Retype the following lines verbatim.

Collected data entries
* start *
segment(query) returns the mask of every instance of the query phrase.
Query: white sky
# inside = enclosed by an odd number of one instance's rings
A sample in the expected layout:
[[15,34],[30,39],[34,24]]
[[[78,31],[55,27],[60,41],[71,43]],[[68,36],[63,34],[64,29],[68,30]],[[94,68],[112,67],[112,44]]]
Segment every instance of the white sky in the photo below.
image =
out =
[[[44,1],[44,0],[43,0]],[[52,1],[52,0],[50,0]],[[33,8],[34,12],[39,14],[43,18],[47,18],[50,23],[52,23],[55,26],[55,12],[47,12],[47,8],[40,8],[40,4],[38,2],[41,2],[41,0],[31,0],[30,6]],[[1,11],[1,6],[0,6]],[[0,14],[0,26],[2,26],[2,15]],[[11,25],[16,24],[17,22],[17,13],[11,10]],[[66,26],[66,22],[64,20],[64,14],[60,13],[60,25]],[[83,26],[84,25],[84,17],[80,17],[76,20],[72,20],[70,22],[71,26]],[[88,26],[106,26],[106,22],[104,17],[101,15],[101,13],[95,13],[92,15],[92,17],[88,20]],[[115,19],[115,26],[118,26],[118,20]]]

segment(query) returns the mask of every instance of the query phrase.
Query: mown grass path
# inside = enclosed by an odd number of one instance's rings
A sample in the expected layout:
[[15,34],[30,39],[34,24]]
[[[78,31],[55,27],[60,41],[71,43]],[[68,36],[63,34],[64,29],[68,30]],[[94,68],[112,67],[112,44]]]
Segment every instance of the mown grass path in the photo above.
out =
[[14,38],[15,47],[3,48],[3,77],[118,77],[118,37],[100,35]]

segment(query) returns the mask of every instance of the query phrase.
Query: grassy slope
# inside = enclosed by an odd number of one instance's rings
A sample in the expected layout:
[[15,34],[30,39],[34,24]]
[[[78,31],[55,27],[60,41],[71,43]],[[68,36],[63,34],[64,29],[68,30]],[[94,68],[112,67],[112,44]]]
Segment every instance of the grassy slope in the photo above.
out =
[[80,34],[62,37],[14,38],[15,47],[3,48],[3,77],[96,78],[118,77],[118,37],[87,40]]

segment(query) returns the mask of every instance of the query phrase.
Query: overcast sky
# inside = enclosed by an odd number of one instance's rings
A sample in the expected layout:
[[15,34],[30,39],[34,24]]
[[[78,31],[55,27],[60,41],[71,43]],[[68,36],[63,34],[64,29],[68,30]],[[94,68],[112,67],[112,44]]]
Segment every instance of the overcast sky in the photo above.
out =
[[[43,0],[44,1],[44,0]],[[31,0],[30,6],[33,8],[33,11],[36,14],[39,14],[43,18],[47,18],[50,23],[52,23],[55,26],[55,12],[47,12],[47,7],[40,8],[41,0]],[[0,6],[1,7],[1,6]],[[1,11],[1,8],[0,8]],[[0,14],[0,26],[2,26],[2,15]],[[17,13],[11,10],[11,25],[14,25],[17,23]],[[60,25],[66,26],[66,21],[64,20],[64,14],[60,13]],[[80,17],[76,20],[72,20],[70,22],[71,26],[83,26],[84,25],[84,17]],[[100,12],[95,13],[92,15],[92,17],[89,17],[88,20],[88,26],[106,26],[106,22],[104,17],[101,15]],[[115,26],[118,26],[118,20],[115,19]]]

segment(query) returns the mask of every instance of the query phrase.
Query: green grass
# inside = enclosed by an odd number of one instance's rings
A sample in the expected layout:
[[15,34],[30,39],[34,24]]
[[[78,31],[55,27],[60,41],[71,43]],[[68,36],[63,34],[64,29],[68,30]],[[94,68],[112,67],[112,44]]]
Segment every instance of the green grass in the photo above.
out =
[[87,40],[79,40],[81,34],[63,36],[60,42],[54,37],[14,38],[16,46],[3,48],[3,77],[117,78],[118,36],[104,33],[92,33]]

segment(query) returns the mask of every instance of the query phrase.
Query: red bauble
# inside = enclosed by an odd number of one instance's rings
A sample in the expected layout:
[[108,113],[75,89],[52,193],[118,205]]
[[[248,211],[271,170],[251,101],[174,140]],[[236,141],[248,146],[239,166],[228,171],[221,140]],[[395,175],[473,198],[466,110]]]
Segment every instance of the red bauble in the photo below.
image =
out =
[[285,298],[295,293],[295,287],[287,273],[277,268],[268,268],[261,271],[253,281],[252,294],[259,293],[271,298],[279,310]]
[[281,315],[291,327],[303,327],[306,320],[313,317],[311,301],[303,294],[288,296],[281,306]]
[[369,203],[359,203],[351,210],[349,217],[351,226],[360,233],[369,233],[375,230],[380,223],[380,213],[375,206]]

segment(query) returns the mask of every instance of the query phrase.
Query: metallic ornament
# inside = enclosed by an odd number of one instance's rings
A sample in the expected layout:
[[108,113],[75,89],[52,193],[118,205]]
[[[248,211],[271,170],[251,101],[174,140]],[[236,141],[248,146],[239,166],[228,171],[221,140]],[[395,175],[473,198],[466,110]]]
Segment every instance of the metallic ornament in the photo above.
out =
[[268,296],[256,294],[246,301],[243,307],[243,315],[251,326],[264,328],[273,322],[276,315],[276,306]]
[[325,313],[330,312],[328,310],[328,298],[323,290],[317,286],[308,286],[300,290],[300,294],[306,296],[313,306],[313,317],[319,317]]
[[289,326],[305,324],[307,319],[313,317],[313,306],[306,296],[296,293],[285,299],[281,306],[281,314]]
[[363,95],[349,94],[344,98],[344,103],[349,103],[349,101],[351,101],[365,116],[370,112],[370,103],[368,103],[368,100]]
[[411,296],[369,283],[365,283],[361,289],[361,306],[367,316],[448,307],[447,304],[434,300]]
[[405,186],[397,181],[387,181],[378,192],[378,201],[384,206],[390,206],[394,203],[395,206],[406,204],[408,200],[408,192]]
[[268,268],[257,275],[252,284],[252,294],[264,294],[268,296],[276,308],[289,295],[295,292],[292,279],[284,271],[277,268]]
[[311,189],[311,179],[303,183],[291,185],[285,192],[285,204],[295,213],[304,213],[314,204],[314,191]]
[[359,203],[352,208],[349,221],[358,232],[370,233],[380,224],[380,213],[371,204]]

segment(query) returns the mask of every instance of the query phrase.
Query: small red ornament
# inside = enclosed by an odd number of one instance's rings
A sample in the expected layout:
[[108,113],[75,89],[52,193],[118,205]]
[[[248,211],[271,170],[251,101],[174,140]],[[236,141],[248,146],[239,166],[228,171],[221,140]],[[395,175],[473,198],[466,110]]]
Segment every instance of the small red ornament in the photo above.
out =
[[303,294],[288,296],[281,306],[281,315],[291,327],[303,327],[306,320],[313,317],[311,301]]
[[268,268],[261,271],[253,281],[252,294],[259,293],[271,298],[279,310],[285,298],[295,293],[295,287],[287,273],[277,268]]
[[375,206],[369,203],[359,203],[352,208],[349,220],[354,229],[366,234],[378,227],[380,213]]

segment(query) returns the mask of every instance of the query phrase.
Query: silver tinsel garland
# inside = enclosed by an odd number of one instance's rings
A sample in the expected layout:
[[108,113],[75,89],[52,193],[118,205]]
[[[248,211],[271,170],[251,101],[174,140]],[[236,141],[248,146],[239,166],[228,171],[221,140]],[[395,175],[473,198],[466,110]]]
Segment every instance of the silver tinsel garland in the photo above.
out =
* end *
Answer for the task =>
segment(query) returns the mask of every instance of the query phrase.
Query: white sky
# inside = enclosed by an odd number of one instance's rings
A sample in the expected layout:
[[15,34],[30,39],[34,24]]
[[[78,31],[55,27],[60,41],[71,43]],[[68,36],[63,34],[64,29],[68,30]],[[94,68],[112,67],[112,44]]]
Segment every instance of the white sky in the photo below.
image =
out =
[[[44,1],[44,0],[43,0]],[[52,1],[52,0],[50,0]],[[33,8],[34,12],[39,14],[43,18],[47,18],[50,23],[52,23],[55,26],[55,12],[47,12],[47,8],[40,8],[40,4],[38,2],[41,2],[41,0],[31,0],[30,6]],[[1,11],[1,6],[0,6]],[[0,14],[0,26],[2,26],[2,15]],[[11,25],[16,24],[17,22],[17,13],[11,10]],[[66,26],[66,22],[64,20],[64,14],[60,13],[60,25]],[[83,26],[84,25],[84,17],[80,17],[76,20],[72,20],[70,22],[71,26]],[[88,26],[106,26],[106,22],[104,17],[101,15],[101,13],[95,13],[92,15],[92,17],[88,20]],[[115,19],[115,26],[118,26],[118,20]]]

segment(query) returns the mask of every instance of the query phrase.
Query: mown grass path
# inside = enclosed by an odd number of one instance's rings
A sample in the expected layout:
[[15,34],[30,39],[34,24]]
[[[78,31],[55,27],[60,41],[71,43]],[[68,36],[63,34],[64,29],[68,30]],[[94,68],[112,67],[112,44]]]
Segment every instance of the mown grass path in the photo above.
out =
[[14,38],[15,47],[3,48],[3,77],[118,77],[118,37],[100,35]]

segment(query) returns the mask of every instance of the query phrase.
Query: grassy slope
# inside = enclosed by an odd number of one instance's rings
A sample in the expected layout:
[[15,34],[30,39],[34,24]]
[[[78,31],[55,27],[60,41],[71,43]],[[68,36],[63,34],[64,29],[68,30]],[[94,68],[112,67],[112,44]]]
Segment every instance of the grassy slope in the photo above.
out =
[[80,34],[62,37],[14,38],[15,47],[3,48],[3,77],[96,78],[118,77],[118,37],[87,40]]

segment(query) returns the mask of every instance of the query phrase.
Query: overcast sky
# inside = enclosed by an odd number of one instance's rings
A sample in the expected layout:
[[15,34],[30,39],[34,24]]
[[[78,31],[55,27],[60,41],[71,43]],[[68,36],[63,34],[64,29],[68,30]],[[94,68],[112,67],[112,44]]]
Segment every instance of the overcast sky in the photo above.
out =
[[[43,0],[44,1],[44,0]],[[31,0],[30,6],[33,8],[33,11],[36,14],[39,14],[43,18],[47,18],[50,23],[52,23],[55,26],[55,12],[47,12],[47,7],[40,8],[41,0]],[[0,6],[1,7],[1,6]],[[1,11],[1,8],[0,8]],[[0,14],[0,26],[2,26],[2,15]],[[17,13],[11,10],[11,25],[14,25],[17,23]],[[60,25],[66,26],[66,21],[64,20],[64,14],[60,13]],[[80,17],[76,20],[72,20],[70,22],[71,26],[83,26],[84,25],[84,17]],[[100,12],[95,13],[92,15],[92,17],[89,17],[88,20],[88,26],[106,26],[106,22],[104,17],[101,15]],[[115,26],[118,26],[118,20],[115,19]]]

segment(query) returns the mask of every instance of the query phrase.
Query: green grass
# inside = enclosed by an odd number of one instance's rings
A sample in the expected layout:
[[15,34],[30,39],[34,24]]
[[[78,31],[55,27],[60,41],[71,43]],[[68,36],[63,34],[64,29],[68,30]],[[94,68],[112,67],[112,44]]]
Segment every instance of the green grass in the photo above.
out =
[[87,40],[79,40],[81,34],[63,36],[60,42],[54,37],[14,38],[16,46],[3,48],[3,77],[117,78],[118,36],[104,33],[92,33]]

segment(query) returns the mask of every instance of the query phrase.
Query: red bauble
# inside = enclosed by an odd number of one instance's rings
A sample in the expected layout:
[[108,113],[75,89],[52,193],[118,205]]
[[[248,211],[271,170],[251,101],[174,140]],[[236,141],[248,146],[239,166],[228,171],[221,140]],[[395,175],[473,198],[466,110]]]
Segment every instance of the red bauble in the photo below.
image =
out =
[[285,298],[295,293],[295,287],[287,273],[277,268],[268,268],[261,271],[253,281],[252,294],[259,293],[271,298],[279,310]]
[[281,315],[291,327],[303,327],[306,320],[313,317],[311,301],[303,294],[288,296],[281,306]]
[[369,203],[359,203],[351,210],[349,217],[351,226],[360,233],[369,233],[375,230],[380,223],[380,213],[375,206]]

segment(query) returns the mask of every instance of the query phrase.
Query: metallic ornament
# inside = enclosed by an odd number of one instance's rings
A sample in the expected layout:
[[108,113],[75,89],[52,193],[118,205]]
[[[248,211],[271,170],[251,101],[174,140]],[[236,141],[248,146],[239,166],[228,171],[221,140]],[[395,175],[473,198],[466,110]]]
Segment every instance of the metallic ornament in the photo above.
out =
[[268,296],[256,294],[246,301],[243,307],[243,315],[251,326],[264,328],[273,322],[276,315],[276,306]]
[[325,313],[330,312],[328,310],[328,298],[323,290],[317,286],[308,286],[300,290],[300,294],[306,296],[313,306],[313,317],[319,317]]
[[289,326],[305,324],[307,319],[313,317],[313,306],[306,296],[296,293],[285,299],[281,306],[281,314]]
[[363,95],[349,94],[344,98],[344,103],[349,103],[349,101],[351,101],[365,116],[370,112],[370,103],[368,103],[368,100]]
[[411,296],[369,283],[365,283],[361,289],[361,306],[367,316],[448,307],[447,304],[434,300]]
[[405,186],[397,181],[387,181],[378,192],[378,201],[384,206],[390,206],[394,203],[395,206],[406,204],[408,200],[408,192]]
[[268,268],[257,275],[252,284],[252,294],[264,294],[268,296],[276,308],[289,295],[295,292],[292,279],[284,271],[277,268]]
[[311,189],[311,179],[303,183],[291,185],[285,192],[285,204],[295,213],[304,213],[314,204],[314,191]]
[[359,203],[352,208],[349,221],[358,232],[370,233],[380,224],[380,213],[371,204]]

segment(query) returns the mask of every instance of the query phrase.
Query: small red ornament
# inside = enclosed by an odd number of one instance's rings
A sample in the expected layout:
[[108,113],[75,89],[52,193],[118,205]]
[[[248,211],[271,170],[251,101],[174,140]],[[236,141],[248,146],[239,166],[228,171],[221,140]],[[395,175],[473,198],[466,110]]]
Segment every instance of the small red ornament in the photo above.
out =
[[303,294],[288,296],[281,306],[281,315],[291,327],[303,327],[306,320],[313,317],[311,301]]
[[268,268],[261,271],[253,281],[252,294],[259,293],[271,298],[279,310],[285,298],[295,293],[295,287],[287,273],[277,268]]
[[375,206],[369,203],[359,203],[352,208],[349,220],[354,229],[366,234],[378,227],[380,213]]

segment(query) returns the mask of every instance of the query phrase.
Query: silver tinsel garland
# inside = enclosed by an odd number of one instance's rings
A sample in the expected layout:
[[108,113],[75,89],[52,193],[118,205]]
[[[248,211],[271,170],[251,101],[174,140]],[[236,141],[248,146],[239,166],[228,171],[221,140]],[[395,175],[473,198],[466,110]]]
Segment every instance of the silver tinsel garland in the photo above.
out =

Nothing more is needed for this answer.